8 Historical Figures Who Used Religion To Con Their Way To The Top

8 Historical Figures Who Used Religion To Con Their Way To The Top

Larry Holzwarth - November 13, 2017

8 Historical Figures Who Used Religion To Con Their Way To The Top
Jim Bakker, with his coat draped over handcuffs, being taken into custody by US Marshals. Associated Press

Jim Bakker

It was an accusation of rape which hastened the process which brought down the ministry known as The PTL Club, run by an Assemblies of God minister named James Bakker and his wife, Tammy Faye Bakker. Broadcast from Charlotte, North Carolina and reaching nearly one hundred stations and twelve million viewers, The PTL Clubs’ fundraising soon attracted the attention of the Charlotte Observer, which investigated the Bakker’s for their activities.

The Bakker’s had built the nearby Heritage USA amusement park and sold lifetime memberships in the park for $1,000. The lifetime membership included a three-day stay at the resort, which the Observer noted had only a single 500 room hotel. The Bakker’s sold many thousands of lifetime memberships, but no additional hotel space had been added to accommodate members.

The money had instead covered park expenses and a hefty payment of well over $3 million to Jim Bakker. Two sets of books covering the finances of the Bakker’s schemes were uncovered and when one of them which revealed a payment of $279,000 to a former employee, Jessica Hahn, was discovered it was soon established that it had been made to buy her silence over being raped by Bakker and another associate.

###

- [Work order 1]: List every dollar amount that the article on Jim Bakker mentions.
- [Work order 2]: According to the article on Jim Bakker, what did a Heritage USA lifetime membership include?
- [Work order 3]: Continue the article on Jim Bakker from the point where it stops.

- [Data extracts]:
###

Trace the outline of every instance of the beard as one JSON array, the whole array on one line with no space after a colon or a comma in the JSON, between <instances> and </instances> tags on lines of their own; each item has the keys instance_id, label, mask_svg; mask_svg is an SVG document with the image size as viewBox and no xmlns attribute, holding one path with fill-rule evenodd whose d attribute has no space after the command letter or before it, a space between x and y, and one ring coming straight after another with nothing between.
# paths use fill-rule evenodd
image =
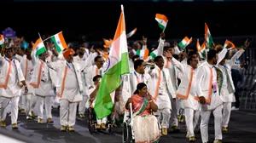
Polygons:
<instances>
[{"instance_id":1,"label":"beard","mask_svg":"<svg viewBox=\"0 0 256 143\"><path fill-rule=\"evenodd\" d=\"M80 54L80 55L84 55L84 52L79 52L79 54Z\"/></svg>"}]
</instances>

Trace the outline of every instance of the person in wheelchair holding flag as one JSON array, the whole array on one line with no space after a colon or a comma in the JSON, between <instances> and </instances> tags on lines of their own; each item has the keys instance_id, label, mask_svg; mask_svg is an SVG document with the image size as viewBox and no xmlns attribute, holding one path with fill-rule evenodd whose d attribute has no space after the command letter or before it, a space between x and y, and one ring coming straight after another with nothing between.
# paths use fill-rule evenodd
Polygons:
<instances>
[{"instance_id":1,"label":"person in wheelchair holding flag","mask_svg":"<svg viewBox=\"0 0 256 143\"><path fill-rule=\"evenodd\" d=\"M102 76L101 75L96 75L93 77L93 82L94 82L94 86L92 89L89 89L89 94L90 94L90 107L93 108L95 106L95 101L96 101L96 97L97 95L99 87L101 84L101 80L102 80ZM106 130L106 123L108 121L108 117L103 117L102 119L98 119L96 117L96 129L102 129Z\"/></svg>"},{"instance_id":2,"label":"person in wheelchair holding flag","mask_svg":"<svg viewBox=\"0 0 256 143\"><path fill-rule=\"evenodd\" d=\"M152 112L156 112L158 106L153 101L147 85L140 83L134 94L128 99L125 108L130 110L131 103L135 142L159 142L160 129L158 121Z\"/></svg>"}]
</instances>

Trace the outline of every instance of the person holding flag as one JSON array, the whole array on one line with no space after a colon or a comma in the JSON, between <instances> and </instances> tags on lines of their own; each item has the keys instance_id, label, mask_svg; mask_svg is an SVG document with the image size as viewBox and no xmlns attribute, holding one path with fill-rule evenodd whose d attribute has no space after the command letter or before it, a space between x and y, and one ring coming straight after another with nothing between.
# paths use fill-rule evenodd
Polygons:
<instances>
[{"instance_id":1,"label":"person holding flag","mask_svg":"<svg viewBox=\"0 0 256 143\"><path fill-rule=\"evenodd\" d=\"M47 62L47 66L55 70L57 75L61 75L57 80L56 93L57 99L60 99L61 130L63 132L74 131L77 105L83 100L81 71L84 67L81 67L78 62L73 62L73 54L72 49L66 49L63 51L66 60Z\"/></svg>"},{"instance_id":2,"label":"person holding flag","mask_svg":"<svg viewBox=\"0 0 256 143\"><path fill-rule=\"evenodd\" d=\"M47 52L43 40L38 38L33 45L32 52L32 61L33 64L33 74L30 81L30 85L34 89L34 94L37 96L37 108L38 110L38 123L43 123L44 105L47 117L46 123L53 123L51 108L52 108L52 94L53 91L53 77L50 76L50 71L46 64Z\"/></svg>"},{"instance_id":3,"label":"person holding flag","mask_svg":"<svg viewBox=\"0 0 256 143\"><path fill-rule=\"evenodd\" d=\"M18 104L21 88L27 93L23 72L17 60L13 59L13 49L5 43L0 56L0 126L6 127L7 106L11 102L11 123L13 129L18 129Z\"/></svg>"}]
</instances>

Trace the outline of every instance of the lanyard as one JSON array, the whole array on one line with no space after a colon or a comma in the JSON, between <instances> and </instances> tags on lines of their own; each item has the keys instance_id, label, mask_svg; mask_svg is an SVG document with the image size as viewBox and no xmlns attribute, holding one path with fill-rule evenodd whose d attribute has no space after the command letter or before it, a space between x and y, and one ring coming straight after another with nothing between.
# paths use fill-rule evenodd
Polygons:
<instances>
[{"instance_id":1,"label":"lanyard","mask_svg":"<svg viewBox=\"0 0 256 143\"><path fill-rule=\"evenodd\" d=\"M142 80L140 80L139 77L138 77L138 76L137 75L136 72L133 72L133 73L136 76L137 83L144 83L144 75L143 74L142 76Z\"/></svg>"}]
</instances>

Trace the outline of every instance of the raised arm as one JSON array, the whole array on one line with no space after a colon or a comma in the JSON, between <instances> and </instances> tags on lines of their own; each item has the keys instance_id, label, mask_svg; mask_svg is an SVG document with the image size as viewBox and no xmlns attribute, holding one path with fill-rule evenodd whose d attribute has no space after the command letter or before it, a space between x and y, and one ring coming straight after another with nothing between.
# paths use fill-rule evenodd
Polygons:
<instances>
[{"instance_id":1,"label":"raised arm","mask_svg":"<svg viewBox=\"0 0 256 143\"><path fill-rule=\"evenodd\" d=\"M226 56L227 52L228 52L227 49L223 49L221 50L221 52L218 54L218 59L217 65L218 65L220 63L220 61Z\"/></svg>"},{"instance_id":2,"label":"raised arm","mask_svg":"<svg viewBox=\"0 0 256 143\"><path fill-rule=\"evenodd\" d=\"M201 92L201 83L202 83L202 78L204 77L205 74L205 70L203 67L199 67L197 69L197 73L196 73L196 83L197 83L197 86L195 87L195 92L196 92L196 95L198 97L202 96L202 92Z\"/></svg>"},{"instance_id":3,"label":"raised arm","mask_svg":"<svg viewBox=\"0 0 256 143\"><path fill-rule=\"evenodd\" d=\"M165 38L166 38L166 34L164 32L162 32L160 34L160 38L159 44L158 44L158 47L157 47L157 54L156 54L156 56L163 55L164 45L165 45L165 42L166 42Z\"/></svg>"}]
</instances>

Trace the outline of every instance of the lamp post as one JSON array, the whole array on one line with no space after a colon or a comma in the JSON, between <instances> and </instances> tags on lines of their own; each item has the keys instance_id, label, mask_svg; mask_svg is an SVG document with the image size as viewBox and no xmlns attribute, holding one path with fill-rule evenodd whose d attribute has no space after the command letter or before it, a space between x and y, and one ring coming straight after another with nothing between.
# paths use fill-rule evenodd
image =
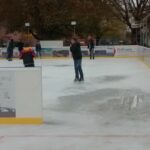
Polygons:
<instances>
[{"instance_id":1,"label":"lamp post","mask_svg":"<svg viewBox=\"0 0 150 150\"><path fill-rule=\"evenodd\" d=\"M71 25L73 26L73 34L75 36L76 35L76 25L77 25L77 22L76 21L71 21Z\"/></svg>"},{"instance_id":2,"label":"lamp post","mask_svg":"<svg viewBox=\"0 0 150 150\"><path fill-rule=\"evenodd\" d=\"M25 23L25 27L27 28L27 38L28 38L28 42L29 42L29 34L30 34L30 23L29 22L26 22Z\"/></svg>"}]
</instances>

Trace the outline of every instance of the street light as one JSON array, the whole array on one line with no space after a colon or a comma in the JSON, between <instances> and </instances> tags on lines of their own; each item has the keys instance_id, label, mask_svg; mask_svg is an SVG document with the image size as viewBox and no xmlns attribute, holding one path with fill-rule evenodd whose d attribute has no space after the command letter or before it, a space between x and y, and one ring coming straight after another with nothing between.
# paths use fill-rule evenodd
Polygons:
<instances>
[{"instance_id":1,"label":"street light","mask_svg":"<svg viewBox=\"0 0 150 150\"><path fill-rule=\"evenodd\" d=\"M26 22L25 27L27 27L27 33L28 33L28 42L29 42L29 34L30 34L30 23Z\"/></svg>"},{"instance_id":2,"label":"street light","mask_svg":"<svg viewBox=\"0 0 150 150\"><path fill-rule=\"evenodd\" d=\"M71 22L71 25L73 26L73 30L74 30L74 36L76 35L76 25L77 25L77 22L76 21L72 21Z\"/></svg>"},{"instance_id":3,"label":"street light","mask_svg":"<svg viewBox=\"0 0 150 150\"><path fill-rule=\"evenodd\" d=\"M144 33L143 33L143 39L144 42L146 42L146 46L148 46L148 18L150 17L150 14L147 15L143 20L142 20L142 28L144 28ZM145 34L145 36L144 36Z\"/></svg>"}]
</instances>

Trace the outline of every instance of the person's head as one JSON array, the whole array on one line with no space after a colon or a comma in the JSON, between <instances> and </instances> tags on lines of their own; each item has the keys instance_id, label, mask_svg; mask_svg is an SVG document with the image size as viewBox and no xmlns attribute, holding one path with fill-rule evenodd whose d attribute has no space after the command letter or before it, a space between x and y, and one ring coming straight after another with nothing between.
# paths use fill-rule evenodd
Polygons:
<instances>
[{"instance_id":1,"label":"person's head","mask_svg":"<svg viewBox=\"0 0 150 150\"><path fill-rule=\"evenodd\" d=\"M14 40L11 38L11 39L10 39L10 42L14 42Z\"/></svg>"},{"instance_id":2,"label":"person's head","mask_svg":"<svg viewBox=\"0 0 150 150\"><path fill-rule=\"evenodd\" d=\"M92 35L89 35L88 40L92 40L92 39L93 39Z\"/></svg>"},{"instance_id":3,"label":"person's head","mask_svg":"<svg viewBox=\"0 0 150 150\"><path fill-rule=\"evenodd\" d=\"M71 44L74 44L74 43L77 43L78 42L78 39L76 37L73 37L71 39Z\"/></svg>"}]
</instances>

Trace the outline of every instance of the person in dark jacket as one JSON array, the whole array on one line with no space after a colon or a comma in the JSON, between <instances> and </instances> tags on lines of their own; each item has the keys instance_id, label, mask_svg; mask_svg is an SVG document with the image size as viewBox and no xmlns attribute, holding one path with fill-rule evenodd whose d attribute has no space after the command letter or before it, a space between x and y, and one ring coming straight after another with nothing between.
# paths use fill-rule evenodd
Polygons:
<instances>
[{"instance_id":1,"label":"person in dark jacket","mask_svg":"<svg viewBox=\"0 0 150 150\"><path fill-rule=\"evenodd\" d=\"M19 41L18 42L18 50L19 50L20 53L23 50L23 47L24 47L24 43L22 41Z\"/></svg>"},{"instance_id":2,"label":"person in dark jacket","mask_svg":"<svg viewBox=\"0 0 150 150\"><path fill-rule=\"evenodd\" d=\"M74 60L74 68L75 68L75 82L76 81L84 81L84 75L82 70L82 52L81 45L78 42L77 38L72 38L70 51L72 53L72 57Z\"/></svg>"},{"instance_id":3,"label":"person in dark jacket","mask_svg":"<svg viewBox=\"0 0 150 150\"><path fill-rule=\"evenodd\" d=\"M42 47L41 47L40 41L37 41L35 49L36 49L37 57L42 57L42 52L41 52L42 51Z\"/></svg>"},{"instance_id":4,"label":"person in dark jacket","mask_svg":"<svg viewBox=\"0 0 150 150\"><path fill-rule=\"evenodd\" d=\"M32 48L24 48L20 53L20 59L23 59L25 67L34 67L34 57L35 53Z\"/></svg>"},{"instance_id":5,"label":"person in dark jacket","mask_svg":"<svg viewBox=\"0 0 150 150\"><path fill-rule=\"evenodd\" d=\"M88 37L88 49L89 49L89 52L90 52L90 59L95 59L94 48L95 48L94 40L93 40L92 36L89 36Z\"/></svg>"},{"instance_id":6,"label":"person in dark jacket","mask_svg":"<svg viewBox=\"0 0 150 150\"><path fill-rule=\"evenodd\" d=\"M8 47L7 47L7 59L8 59L8 61L12 61L13 50L14 50L14 40L11 39L9 41L9 44L8 44Z\"/></svg>"}]
</instances>

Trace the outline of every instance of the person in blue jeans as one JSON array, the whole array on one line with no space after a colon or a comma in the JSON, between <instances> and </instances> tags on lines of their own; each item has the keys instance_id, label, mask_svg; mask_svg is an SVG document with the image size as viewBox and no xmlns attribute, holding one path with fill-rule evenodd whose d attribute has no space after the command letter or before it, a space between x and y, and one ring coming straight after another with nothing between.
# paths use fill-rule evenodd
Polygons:
<instances>
[{"instance_id":1,"label":"person in blue jeans","mask_svg":"<svg viewBox=\"0 0 150 150\"><path fill-rule=\"evenodd\" d=\"M82 51L81 45L78 42L77 38L71 39L70 51L72 53L72 57L74 60L74 68L75 68L75 82L84 81L84 75L82 70Z\"/></svg>"}]
</instances>

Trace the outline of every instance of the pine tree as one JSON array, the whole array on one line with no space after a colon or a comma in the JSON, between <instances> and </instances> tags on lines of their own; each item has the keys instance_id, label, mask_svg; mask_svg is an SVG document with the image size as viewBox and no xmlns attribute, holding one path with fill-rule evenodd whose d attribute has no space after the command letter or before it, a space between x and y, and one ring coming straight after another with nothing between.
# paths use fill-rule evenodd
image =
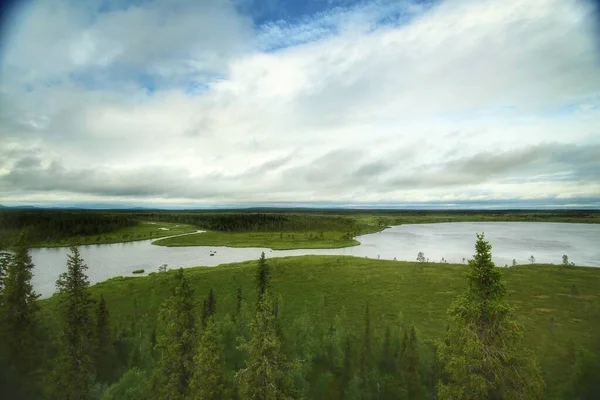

###

- [Expected answer 1]:
- $1,000
- well over $3 million
- $279,000

- [Expected answer 2]: A three-day stay at the resort.

- [Expected answer 3]:
Bakker resigned from PTL the day after the payoff was revealed and despite denying the rape he admitted improprieties with Hahn. Jerry Falwell excoriated Bakker in the media, calling him, among other things, “…the greatest scab and cancer on the face of Christianity…” in the history of the religion. Falwell also took control of Heritage USA, which he retained determinedly for some time, recognizing its income potential.

Bakker was convicted of 24 federal counts of fraud and was fined a half-million dollars and sentenced to 45 years in prison in 1988. His appeals led to his conviction being upheld but his sentence thrown out, and he was re-sentenced to eight years in 1992. He was released from prison in 1994 and returned to preaching. Divorced from Tammy Faye while in prison he since remarried, and now focuses his message on surviving the end of days. To help do so, he sells buckets of survival food as part of his message to his true believers.